_Excerto fornecido_
Filho do escultor Paul Belmondo, nascido num mundo burguês e culto (dir-se-ia que Jean-Paul e Alain Delon “enganam” sobre as suas origens, foi Alain que veio “de sítio nenhum”, como o próprio disse), quis ser boxeur. Inscreveu-se em ginásios, pensou seguir a profissão – foi o primeiro contacto nessa infância com o film noir, com os predilectos Garfield e Bogart – mas constatou que lhe faltava a raiva proletária de sobrevivência, não a tinha, e continuou a subir ao ringe como amador.

Uma ameaça de tuberculose obrigou-o a parar, e nesse tempo de paragem uma inflexão, ou se calhar a continuação de uma linha a direito: de palhaço e boxeur a actor. Quando passou por escolas de teatro, pelo Conservatório, ainda não tinha chegado o momento de genialidade que é o acordo perfeito de um corpo com o seu tempo (chegaria com O Acossado), e Belmondo fartou-se de ouvir negas: que com uma cara daquelas não podia fazer teatro, porque quem se chegasse à sua beira sentia que ia receber uma directa da mão esquerda; que com aquele físico nunca poderia ter uma mulher nos braços sem que a audiência desatasse a rir...

Não correspondia ao cânone, queriam fazer dele um trágico e ele, insolente, parecia estar sempre a causar riso. Mas havia, nos colegas desses tempos, quem visse ali um “petit animal qui jouait sans jouer”, que nunca dizia o texto da mesma maneira, com o mesmo tom, que inventava, que se reinventava. Os colegas elevaram-no quando, derrotado uma vez mais num concurso do Conservatório, ele fez um manguito aos jurados.

_Tarefas a realizar_
a) Segundo o excerto sobre Belmondo, qual era a profissão de Paul Belmondo?
b) Por favor, transcreva do excerto sobre Belmondo o trecho que vai de "Não correspondia ao" até "manguito aos jurados.", inclusive.
c) Prolongue o excerto sobre Belmondo a partir da última frase apresentada.

_Linhas extraídas_

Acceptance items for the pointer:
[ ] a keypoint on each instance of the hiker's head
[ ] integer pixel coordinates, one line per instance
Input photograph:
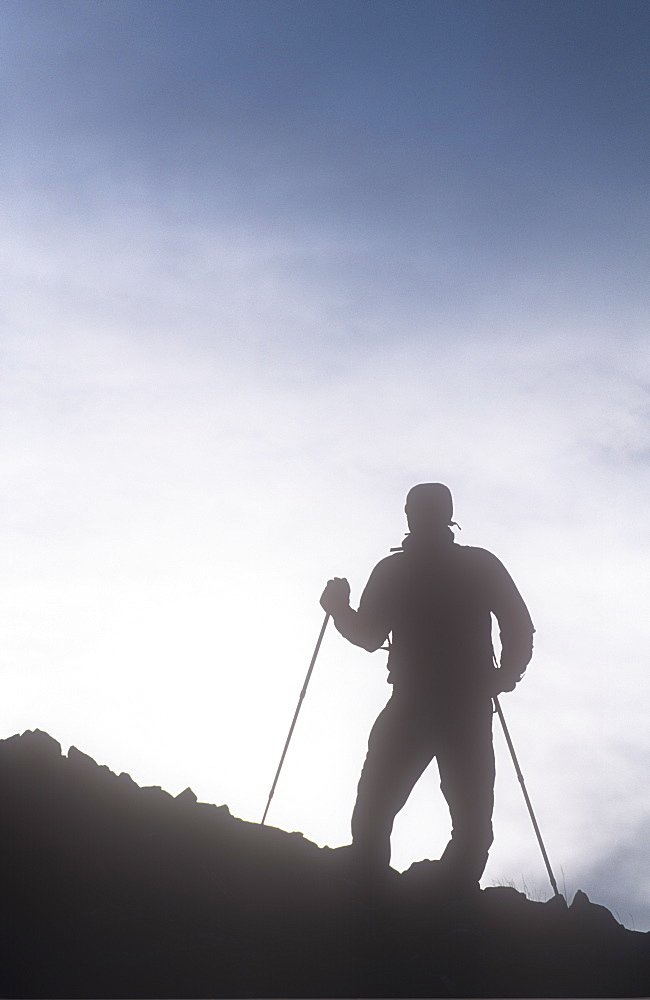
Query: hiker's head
(429, 508)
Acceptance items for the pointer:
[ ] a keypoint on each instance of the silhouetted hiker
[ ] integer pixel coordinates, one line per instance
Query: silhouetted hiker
(436, 599)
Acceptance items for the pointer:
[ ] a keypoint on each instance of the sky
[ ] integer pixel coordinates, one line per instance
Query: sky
(266, 264)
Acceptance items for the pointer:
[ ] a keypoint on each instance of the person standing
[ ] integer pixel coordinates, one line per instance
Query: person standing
(435, 599)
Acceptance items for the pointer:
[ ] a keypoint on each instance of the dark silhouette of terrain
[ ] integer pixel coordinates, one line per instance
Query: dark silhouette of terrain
(112, 890)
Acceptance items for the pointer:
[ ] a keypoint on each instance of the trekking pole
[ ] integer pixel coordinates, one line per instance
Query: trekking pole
(528, 802)
(295, 716)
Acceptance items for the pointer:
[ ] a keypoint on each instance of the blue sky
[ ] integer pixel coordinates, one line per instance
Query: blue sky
(266, 265)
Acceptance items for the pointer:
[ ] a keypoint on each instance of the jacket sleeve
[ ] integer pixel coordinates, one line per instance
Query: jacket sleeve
(369, 626)
(515, 625)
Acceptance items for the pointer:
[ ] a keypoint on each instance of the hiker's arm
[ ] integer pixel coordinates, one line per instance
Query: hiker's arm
(364, 627)
(515, 625)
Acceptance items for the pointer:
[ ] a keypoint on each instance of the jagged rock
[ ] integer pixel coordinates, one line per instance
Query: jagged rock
(111, 890)
(186, 796)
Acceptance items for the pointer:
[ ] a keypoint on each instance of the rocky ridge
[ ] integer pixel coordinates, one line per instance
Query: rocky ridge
(112, 890)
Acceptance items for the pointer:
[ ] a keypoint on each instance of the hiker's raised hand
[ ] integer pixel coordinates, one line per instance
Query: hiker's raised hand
(336, 595)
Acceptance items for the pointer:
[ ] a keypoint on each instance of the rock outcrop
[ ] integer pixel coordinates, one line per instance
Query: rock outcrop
(112, 890)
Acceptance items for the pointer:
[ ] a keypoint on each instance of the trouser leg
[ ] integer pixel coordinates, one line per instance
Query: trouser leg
(398, 753)
(466, 763)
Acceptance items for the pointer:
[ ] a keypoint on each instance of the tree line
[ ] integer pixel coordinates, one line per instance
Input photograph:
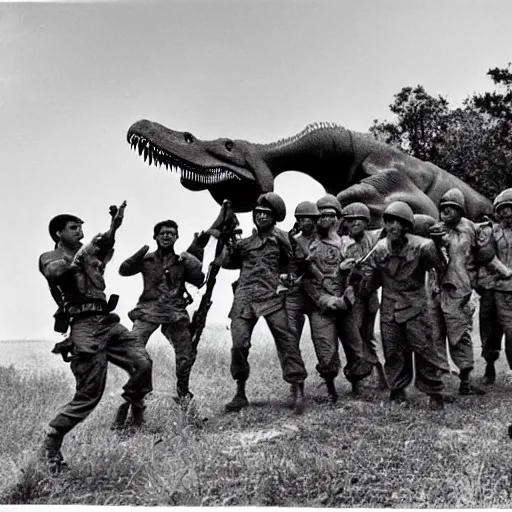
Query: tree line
(473, 142)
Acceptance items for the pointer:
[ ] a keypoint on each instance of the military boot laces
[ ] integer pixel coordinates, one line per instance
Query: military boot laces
(490, 374)
(121, 416)
(52, 452)
(436, 402)
(239, 400)
(331, 391)
(138, 415)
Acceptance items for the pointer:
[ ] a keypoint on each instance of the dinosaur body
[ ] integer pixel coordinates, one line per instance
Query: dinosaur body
(352, 166)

_Respostas dadas_
a) Era escultor.

b)
Não correspondia ao cânone, queriam fazer dele um trágico e ele, insolente, parecia estar sempre a causar riso. Mas havia, nos colegas desses tempos, quem visse ali um “petit animal qui jouait sans jouer”, que nunca dizia o texto da mesma maneira, com o mesmo tom, que inventava, que se reinventava. Os colegas elevaram-no quando, derrotado uma vez mais num concurso do Conservatório, ele fez um manguito aos jurados.

c)
Uma das suas biografias cita-o dizendo: “Toda a minha vida quis provar que eles estavam errados”. Foram nove anos no teatro, até que o tal homem de óculos e de olhar triste, depois de ter visto num filme “execrável” de Marc Allégret, Un Drôle de Dimanche, e ter deparado com “o Michel Simon e o Jules Berry de amanhã”, lhe perguntou "Quer fazer cinema?”.

Segundo a biografia escrita por Oriane Oringer, a resposta inicial foi categórica, “Não”, o homem não lhe inspirava confiança. O homem insistiu, pagava-lhe cinco mil francos por dia. Primeiro aconteceu uma curta, Charlotte et son Jules, a fazer espera para uma longa que começava em Marselha, em que havia um tipo que roubava um carro, que matava um polícia e... depois logo se via. Belmondo contou um dia que filmou O Acossado como se estivesse em férias, não achava que Godard fosse um imbecil, mas nunca acreditou que o filme chegaria a estrear. E foi o que se viu.

Agora, diz Jean-Paul Belmondo, é tempo para mar e sol.